_Written exercise_: Exactly the lines from the one containing "I would be grateful if you could tag the player's bare" through the final line of the listing are to be retyped, and nothing more.

Entries from a point annotation set
[Begin]
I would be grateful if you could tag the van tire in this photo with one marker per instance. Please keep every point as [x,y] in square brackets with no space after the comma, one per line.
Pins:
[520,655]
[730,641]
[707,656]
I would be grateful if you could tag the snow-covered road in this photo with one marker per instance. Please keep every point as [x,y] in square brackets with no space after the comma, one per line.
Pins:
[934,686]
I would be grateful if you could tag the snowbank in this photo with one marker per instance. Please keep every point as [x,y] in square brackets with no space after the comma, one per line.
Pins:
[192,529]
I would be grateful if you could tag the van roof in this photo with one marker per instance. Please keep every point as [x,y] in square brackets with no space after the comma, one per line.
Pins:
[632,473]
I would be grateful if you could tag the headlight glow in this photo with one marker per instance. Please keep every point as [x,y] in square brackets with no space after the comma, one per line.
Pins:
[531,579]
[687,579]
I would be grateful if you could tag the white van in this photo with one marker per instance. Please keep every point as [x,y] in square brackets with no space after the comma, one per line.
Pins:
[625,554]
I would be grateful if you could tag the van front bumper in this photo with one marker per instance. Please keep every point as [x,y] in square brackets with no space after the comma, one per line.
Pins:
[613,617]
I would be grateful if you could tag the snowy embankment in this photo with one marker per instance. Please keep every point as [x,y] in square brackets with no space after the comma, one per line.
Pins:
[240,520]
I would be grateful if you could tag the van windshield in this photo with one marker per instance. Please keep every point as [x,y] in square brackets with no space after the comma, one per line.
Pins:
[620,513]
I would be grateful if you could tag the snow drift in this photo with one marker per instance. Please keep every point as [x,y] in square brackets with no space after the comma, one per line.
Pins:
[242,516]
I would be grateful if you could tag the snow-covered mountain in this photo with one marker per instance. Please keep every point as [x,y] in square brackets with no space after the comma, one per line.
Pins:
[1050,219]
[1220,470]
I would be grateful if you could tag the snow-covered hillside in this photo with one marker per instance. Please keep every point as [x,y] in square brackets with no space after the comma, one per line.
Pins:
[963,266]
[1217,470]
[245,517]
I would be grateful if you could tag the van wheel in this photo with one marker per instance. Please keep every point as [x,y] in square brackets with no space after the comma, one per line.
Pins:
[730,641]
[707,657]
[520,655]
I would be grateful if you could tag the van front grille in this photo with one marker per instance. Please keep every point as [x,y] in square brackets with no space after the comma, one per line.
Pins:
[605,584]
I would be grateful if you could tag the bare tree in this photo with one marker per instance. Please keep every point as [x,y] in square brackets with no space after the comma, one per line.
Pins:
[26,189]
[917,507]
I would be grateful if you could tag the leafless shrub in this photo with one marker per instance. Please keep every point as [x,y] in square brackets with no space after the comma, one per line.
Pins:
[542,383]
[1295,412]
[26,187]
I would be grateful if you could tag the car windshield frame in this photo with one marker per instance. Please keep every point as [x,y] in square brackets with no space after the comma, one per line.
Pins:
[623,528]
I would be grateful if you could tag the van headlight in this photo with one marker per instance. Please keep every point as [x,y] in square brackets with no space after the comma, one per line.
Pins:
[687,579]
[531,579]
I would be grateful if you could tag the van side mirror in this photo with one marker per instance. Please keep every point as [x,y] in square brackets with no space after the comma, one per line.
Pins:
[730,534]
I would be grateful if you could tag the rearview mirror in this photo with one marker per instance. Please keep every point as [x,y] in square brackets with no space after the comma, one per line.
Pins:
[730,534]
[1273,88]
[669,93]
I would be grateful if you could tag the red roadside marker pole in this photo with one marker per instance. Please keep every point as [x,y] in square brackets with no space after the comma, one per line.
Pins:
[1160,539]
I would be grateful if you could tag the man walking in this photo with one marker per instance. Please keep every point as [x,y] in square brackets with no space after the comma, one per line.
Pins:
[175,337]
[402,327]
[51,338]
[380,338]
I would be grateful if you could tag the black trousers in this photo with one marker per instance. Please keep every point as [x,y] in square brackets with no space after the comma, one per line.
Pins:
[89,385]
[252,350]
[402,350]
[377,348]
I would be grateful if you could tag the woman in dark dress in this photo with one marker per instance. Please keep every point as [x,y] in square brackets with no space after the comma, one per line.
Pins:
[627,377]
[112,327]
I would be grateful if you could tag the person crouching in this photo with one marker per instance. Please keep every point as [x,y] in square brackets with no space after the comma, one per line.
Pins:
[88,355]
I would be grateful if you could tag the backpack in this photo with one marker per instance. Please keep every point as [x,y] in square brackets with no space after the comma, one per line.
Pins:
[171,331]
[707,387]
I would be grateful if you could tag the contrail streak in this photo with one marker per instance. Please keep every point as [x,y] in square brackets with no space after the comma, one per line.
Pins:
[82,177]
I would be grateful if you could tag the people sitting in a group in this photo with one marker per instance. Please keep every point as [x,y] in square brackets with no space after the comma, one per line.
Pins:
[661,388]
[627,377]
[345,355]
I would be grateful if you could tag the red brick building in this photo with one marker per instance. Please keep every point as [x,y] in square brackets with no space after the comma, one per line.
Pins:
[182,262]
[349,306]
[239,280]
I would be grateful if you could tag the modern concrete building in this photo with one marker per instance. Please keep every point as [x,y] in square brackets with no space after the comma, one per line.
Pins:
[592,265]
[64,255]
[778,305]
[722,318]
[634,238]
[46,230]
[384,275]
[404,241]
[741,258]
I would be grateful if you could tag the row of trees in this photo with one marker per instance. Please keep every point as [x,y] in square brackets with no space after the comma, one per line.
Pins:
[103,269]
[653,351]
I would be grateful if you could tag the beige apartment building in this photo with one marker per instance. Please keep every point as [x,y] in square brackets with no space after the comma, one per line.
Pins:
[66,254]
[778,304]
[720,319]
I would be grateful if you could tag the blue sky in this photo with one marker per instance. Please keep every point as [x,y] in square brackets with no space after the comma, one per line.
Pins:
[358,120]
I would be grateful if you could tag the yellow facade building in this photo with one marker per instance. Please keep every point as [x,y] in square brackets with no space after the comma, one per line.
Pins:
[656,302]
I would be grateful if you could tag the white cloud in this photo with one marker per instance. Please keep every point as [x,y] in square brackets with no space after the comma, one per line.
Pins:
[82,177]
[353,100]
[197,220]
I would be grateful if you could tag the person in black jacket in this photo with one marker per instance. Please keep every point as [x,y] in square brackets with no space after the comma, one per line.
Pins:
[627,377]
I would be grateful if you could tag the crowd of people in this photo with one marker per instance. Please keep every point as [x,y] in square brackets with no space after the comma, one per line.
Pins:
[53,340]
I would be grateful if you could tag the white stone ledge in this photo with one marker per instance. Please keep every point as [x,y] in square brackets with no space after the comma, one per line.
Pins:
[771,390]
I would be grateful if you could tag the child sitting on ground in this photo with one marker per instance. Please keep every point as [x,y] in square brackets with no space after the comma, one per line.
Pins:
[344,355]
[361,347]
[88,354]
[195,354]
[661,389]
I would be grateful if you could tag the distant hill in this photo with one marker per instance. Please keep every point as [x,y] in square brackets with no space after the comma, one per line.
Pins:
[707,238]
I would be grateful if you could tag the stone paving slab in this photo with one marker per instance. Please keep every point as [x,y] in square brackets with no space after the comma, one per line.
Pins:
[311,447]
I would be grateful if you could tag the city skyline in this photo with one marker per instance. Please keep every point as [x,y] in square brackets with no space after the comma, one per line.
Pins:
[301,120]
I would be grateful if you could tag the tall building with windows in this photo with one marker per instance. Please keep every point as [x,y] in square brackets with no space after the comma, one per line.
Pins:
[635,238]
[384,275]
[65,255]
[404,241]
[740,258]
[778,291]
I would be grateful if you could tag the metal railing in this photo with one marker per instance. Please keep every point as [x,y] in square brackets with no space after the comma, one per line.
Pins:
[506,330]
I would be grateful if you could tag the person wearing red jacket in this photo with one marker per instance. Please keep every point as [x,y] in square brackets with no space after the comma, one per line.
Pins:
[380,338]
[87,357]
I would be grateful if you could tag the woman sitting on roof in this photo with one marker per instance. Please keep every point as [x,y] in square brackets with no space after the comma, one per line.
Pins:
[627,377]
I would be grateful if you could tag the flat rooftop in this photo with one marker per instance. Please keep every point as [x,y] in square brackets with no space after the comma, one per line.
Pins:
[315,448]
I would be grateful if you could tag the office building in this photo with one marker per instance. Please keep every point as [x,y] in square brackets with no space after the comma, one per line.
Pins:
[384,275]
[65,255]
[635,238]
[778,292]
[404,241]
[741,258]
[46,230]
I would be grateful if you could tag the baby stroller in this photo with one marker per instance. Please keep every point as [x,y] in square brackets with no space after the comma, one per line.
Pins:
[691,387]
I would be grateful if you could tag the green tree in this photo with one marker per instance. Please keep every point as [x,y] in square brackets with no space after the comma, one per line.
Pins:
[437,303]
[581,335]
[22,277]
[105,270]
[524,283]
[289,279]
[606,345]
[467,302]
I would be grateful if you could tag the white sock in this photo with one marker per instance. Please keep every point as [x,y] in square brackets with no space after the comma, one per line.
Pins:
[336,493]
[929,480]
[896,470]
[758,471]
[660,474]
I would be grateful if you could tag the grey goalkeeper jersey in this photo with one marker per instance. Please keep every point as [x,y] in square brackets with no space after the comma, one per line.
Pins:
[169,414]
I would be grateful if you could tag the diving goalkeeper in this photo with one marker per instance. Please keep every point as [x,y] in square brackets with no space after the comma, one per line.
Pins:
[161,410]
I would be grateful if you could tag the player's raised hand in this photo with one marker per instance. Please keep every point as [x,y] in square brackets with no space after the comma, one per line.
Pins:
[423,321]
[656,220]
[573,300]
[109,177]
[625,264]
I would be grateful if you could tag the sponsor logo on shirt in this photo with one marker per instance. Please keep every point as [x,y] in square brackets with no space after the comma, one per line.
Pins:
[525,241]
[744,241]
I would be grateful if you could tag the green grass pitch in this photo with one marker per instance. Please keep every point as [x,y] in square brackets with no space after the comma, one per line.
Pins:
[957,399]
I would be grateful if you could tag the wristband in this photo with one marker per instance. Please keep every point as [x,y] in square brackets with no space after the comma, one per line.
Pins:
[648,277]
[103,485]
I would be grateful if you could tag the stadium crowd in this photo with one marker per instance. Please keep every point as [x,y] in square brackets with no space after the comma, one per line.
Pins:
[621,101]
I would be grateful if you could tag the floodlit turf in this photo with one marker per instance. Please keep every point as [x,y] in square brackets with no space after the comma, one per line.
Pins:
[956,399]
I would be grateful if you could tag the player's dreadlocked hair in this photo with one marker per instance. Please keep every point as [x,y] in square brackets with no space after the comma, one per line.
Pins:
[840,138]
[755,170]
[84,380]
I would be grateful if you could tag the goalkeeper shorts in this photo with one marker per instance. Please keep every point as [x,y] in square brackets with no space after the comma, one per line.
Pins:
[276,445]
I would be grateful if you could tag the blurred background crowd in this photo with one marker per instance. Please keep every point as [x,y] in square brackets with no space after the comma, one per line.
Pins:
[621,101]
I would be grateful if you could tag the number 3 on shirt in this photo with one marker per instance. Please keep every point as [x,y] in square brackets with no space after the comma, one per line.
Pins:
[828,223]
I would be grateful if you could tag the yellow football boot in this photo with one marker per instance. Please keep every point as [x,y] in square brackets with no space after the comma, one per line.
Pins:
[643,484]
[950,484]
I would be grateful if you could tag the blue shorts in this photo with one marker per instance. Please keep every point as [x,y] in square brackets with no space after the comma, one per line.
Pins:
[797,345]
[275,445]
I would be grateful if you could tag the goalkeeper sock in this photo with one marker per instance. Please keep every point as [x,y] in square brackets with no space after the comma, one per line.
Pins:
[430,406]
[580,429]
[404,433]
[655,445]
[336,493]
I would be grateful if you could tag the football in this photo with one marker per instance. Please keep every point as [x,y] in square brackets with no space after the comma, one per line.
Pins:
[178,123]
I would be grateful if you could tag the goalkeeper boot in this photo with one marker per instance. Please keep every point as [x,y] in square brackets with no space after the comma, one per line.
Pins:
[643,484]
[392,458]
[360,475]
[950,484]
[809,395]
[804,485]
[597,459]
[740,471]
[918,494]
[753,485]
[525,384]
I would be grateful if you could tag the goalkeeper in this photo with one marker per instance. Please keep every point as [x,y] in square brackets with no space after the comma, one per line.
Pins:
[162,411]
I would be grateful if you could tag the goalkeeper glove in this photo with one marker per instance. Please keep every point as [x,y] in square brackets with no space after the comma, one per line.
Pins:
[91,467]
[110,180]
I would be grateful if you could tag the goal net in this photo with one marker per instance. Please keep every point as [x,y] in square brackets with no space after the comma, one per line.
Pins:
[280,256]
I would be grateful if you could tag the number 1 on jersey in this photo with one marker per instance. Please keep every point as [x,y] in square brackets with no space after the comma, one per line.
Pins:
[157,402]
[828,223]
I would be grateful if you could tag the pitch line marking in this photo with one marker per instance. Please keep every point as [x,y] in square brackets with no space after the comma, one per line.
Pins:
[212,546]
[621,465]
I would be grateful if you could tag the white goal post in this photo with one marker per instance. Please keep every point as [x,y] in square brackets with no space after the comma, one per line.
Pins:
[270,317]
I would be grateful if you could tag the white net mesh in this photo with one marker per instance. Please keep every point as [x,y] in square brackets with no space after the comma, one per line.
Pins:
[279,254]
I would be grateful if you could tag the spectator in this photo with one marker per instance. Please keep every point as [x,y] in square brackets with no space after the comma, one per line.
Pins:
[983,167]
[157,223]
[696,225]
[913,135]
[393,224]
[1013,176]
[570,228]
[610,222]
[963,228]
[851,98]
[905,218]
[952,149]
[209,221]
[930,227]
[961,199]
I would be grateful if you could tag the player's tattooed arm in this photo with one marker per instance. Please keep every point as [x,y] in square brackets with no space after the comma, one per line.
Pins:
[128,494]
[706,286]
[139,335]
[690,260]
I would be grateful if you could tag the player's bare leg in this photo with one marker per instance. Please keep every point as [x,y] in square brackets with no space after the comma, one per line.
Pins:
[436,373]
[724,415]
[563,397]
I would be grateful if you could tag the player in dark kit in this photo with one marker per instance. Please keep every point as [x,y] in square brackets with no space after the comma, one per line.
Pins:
[End]
_Complete answer_:
I would be grateful if you could tag the player's bare leg in this photo with one marker per instance. Please keep every point as [x,y] in square brackets with no space after the comma, one per line.
Pins:
[436,373]
[724,415]
[563,397]
I would be grateful if you could tag the player in dark kit in this photo with one marker per instance. Please keep every point as [x,y] in square brackets with no space after the comma, one per line.
Pins:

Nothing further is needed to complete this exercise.